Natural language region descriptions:
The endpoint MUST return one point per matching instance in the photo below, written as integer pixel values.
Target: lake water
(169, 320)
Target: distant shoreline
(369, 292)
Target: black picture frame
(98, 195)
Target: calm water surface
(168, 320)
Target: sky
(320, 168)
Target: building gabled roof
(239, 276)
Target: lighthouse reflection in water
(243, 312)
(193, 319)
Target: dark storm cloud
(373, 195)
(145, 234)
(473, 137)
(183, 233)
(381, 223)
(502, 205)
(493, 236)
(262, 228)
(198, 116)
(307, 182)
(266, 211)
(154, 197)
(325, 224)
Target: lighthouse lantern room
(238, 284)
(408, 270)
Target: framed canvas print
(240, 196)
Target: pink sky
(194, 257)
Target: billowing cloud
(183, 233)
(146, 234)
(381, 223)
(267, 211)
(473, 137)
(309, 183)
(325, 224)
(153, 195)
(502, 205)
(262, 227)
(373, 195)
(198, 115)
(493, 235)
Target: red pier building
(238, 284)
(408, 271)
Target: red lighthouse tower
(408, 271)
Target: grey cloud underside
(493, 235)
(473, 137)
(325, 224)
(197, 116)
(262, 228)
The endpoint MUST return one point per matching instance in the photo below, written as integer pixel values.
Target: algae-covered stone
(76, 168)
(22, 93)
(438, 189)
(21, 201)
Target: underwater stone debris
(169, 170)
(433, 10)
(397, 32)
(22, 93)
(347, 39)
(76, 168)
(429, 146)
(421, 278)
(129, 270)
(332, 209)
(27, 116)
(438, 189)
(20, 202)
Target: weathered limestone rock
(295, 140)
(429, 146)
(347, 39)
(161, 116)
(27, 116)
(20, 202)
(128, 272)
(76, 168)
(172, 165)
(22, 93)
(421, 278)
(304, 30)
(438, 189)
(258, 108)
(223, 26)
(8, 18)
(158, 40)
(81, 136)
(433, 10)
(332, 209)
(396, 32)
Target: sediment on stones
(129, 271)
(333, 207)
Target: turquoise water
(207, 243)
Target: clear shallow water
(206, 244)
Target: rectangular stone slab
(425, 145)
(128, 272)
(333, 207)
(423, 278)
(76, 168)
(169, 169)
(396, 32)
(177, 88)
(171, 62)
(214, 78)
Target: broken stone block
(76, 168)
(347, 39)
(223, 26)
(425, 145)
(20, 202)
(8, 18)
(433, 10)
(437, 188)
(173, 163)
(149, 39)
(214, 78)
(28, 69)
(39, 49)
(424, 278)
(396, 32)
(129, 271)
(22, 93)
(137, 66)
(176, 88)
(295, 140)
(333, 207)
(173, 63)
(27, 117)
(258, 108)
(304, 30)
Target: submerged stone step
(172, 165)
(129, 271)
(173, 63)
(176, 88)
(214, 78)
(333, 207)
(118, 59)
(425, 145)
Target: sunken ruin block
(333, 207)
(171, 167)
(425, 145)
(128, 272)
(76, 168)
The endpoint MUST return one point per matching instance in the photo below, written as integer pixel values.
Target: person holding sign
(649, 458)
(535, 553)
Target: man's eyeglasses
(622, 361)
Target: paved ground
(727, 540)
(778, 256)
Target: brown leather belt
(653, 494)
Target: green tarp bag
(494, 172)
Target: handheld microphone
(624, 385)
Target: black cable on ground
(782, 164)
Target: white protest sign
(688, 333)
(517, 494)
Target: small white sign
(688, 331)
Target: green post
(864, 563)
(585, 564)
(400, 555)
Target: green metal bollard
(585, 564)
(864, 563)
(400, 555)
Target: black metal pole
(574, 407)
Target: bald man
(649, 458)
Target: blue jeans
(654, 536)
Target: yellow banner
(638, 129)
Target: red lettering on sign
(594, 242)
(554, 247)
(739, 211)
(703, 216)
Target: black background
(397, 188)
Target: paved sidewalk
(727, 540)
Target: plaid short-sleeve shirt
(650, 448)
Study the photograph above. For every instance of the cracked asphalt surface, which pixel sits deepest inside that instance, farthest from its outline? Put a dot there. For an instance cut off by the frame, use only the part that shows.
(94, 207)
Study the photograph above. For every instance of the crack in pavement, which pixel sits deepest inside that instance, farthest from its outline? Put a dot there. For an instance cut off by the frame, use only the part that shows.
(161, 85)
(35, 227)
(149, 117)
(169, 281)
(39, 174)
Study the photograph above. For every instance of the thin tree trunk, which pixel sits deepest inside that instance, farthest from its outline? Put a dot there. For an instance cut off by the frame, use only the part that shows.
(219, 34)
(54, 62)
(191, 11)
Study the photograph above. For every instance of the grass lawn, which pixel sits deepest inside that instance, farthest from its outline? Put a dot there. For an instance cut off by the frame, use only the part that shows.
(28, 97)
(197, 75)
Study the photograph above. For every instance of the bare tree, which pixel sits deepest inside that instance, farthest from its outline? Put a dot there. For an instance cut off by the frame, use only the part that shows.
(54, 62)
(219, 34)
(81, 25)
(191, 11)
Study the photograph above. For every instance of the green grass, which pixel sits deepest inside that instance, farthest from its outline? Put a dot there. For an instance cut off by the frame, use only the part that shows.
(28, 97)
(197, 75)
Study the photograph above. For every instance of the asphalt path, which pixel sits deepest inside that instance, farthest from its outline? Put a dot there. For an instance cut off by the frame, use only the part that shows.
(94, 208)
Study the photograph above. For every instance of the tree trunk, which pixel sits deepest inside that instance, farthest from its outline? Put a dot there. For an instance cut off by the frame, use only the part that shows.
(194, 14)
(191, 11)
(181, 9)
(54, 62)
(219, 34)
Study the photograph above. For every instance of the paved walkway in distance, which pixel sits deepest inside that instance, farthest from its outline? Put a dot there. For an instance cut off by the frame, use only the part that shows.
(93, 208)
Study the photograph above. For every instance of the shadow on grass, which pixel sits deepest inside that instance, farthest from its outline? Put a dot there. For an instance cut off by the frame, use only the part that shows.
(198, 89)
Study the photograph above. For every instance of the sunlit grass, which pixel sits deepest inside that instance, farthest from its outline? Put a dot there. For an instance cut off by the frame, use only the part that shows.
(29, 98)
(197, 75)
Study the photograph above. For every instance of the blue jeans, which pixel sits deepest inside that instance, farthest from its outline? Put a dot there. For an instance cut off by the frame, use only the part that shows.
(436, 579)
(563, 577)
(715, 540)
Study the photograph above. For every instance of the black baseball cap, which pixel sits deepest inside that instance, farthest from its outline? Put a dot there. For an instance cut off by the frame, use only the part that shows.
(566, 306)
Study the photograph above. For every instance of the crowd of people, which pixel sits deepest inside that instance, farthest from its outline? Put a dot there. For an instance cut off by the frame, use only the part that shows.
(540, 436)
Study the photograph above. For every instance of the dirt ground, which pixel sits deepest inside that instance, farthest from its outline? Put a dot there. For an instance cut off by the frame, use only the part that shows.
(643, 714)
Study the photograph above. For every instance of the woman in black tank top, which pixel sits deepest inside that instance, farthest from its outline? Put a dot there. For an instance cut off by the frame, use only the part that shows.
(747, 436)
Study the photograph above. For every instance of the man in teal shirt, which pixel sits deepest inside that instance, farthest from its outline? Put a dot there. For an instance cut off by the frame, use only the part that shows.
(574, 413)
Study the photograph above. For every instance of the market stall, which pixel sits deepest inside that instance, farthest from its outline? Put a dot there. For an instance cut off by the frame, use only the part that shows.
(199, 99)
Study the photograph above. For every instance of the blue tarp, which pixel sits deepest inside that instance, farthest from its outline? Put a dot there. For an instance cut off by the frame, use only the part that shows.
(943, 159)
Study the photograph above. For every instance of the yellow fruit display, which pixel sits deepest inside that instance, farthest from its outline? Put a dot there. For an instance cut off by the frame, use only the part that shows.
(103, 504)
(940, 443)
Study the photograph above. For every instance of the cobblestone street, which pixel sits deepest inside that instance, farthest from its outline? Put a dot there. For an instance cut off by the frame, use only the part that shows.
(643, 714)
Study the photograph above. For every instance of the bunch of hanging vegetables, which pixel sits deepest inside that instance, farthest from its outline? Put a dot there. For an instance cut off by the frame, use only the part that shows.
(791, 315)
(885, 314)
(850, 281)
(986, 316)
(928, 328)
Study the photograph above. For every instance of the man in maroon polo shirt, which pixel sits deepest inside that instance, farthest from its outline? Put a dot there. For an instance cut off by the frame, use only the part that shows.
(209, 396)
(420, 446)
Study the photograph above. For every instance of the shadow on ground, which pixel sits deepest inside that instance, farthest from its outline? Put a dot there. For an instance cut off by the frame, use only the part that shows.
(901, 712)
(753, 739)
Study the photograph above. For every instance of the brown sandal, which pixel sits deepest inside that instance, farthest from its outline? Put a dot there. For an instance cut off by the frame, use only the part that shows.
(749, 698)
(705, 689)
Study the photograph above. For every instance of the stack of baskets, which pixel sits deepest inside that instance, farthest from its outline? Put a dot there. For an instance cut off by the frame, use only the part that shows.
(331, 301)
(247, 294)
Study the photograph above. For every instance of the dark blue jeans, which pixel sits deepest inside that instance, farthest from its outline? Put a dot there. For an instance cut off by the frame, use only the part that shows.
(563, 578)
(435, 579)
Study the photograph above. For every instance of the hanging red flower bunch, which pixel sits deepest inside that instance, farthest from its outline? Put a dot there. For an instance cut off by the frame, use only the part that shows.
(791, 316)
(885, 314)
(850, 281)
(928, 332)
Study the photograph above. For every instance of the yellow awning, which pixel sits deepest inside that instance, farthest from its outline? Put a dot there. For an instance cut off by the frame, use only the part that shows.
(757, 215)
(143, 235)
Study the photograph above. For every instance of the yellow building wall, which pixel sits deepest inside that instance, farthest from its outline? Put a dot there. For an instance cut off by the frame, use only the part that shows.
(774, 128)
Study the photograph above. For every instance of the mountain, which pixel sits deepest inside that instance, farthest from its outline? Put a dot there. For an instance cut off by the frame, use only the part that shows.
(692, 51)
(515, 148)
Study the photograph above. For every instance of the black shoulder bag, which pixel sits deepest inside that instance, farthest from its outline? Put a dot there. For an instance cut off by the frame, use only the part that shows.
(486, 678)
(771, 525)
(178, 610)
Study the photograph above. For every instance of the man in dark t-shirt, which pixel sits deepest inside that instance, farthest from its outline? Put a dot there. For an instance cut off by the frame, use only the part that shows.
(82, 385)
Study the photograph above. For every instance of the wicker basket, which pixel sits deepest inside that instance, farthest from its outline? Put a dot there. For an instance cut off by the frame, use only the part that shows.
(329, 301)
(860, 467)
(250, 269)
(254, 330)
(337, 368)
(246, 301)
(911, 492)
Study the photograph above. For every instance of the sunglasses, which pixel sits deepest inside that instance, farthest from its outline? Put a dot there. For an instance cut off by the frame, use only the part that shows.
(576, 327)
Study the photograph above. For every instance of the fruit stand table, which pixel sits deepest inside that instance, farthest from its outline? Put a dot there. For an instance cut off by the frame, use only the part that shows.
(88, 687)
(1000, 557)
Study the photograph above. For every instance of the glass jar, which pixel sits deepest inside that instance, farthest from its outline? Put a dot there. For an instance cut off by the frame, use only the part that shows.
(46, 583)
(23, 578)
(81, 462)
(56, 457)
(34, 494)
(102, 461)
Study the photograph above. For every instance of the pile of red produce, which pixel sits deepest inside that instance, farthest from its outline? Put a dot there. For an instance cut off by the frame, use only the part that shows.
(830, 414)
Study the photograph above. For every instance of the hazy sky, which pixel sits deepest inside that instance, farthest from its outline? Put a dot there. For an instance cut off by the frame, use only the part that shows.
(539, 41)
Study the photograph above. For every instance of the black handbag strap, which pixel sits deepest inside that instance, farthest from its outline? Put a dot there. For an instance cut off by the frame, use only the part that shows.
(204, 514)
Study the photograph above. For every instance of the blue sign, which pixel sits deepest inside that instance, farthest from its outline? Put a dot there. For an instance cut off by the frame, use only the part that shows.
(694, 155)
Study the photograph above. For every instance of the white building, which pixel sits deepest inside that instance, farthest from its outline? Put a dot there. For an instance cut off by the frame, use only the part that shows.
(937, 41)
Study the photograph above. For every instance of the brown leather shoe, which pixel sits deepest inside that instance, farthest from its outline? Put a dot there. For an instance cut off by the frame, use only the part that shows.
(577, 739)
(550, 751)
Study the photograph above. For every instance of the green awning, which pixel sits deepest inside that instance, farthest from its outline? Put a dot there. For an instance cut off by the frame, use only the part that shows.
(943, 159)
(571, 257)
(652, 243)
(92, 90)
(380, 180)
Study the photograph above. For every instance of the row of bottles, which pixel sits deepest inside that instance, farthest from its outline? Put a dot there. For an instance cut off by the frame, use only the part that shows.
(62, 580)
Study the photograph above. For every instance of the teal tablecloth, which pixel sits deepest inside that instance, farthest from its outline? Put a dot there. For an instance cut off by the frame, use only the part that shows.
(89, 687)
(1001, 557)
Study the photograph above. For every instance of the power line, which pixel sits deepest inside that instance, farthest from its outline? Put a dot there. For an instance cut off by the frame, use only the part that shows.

- [Requirement] Starting at the line with "the brown leather", copy every line up to and including the last one in the entries above.

- [Output of the exercise]
Study the photograph above. For every instance of the brown leather shoe, which pixel sits deepest inside that instance, farthest from its outline? Put a dot there. For an instance cut off by the frame, use only the part that shows.
(577, 739)
(550, 751)
Study the photograph above. For every instance of the green awning, which pixel sits deepest inside that instance, farthest from its outline? Put a dot there. For an instance cut off by the frame, use only the part that shows.
(943, 159)
(571, 257)
(652, 243)
(92, 90)
(380, 180)
Study the photograph above. For every instance of the row of bottles, which pixel sits deepest inside that instance, farthest from its outline? Put a dot there. For an instance cut off by the frame, use only the part that shows.
(62, 580)
Study the photograph above. For every instance of the teal tablecloth, which pixel sits deepest inside that instance, farthest from its outline? Put a dot there. For an instance cut off by the frame, use only the part that shows.
(89, 687)
(1001, 557)
Study the photograph above. For every instance of the power line, which pixel sits deepest inside that instance, farthest from its outline? Put a dot there. For an instance cut off by the frame, use only the part that shows.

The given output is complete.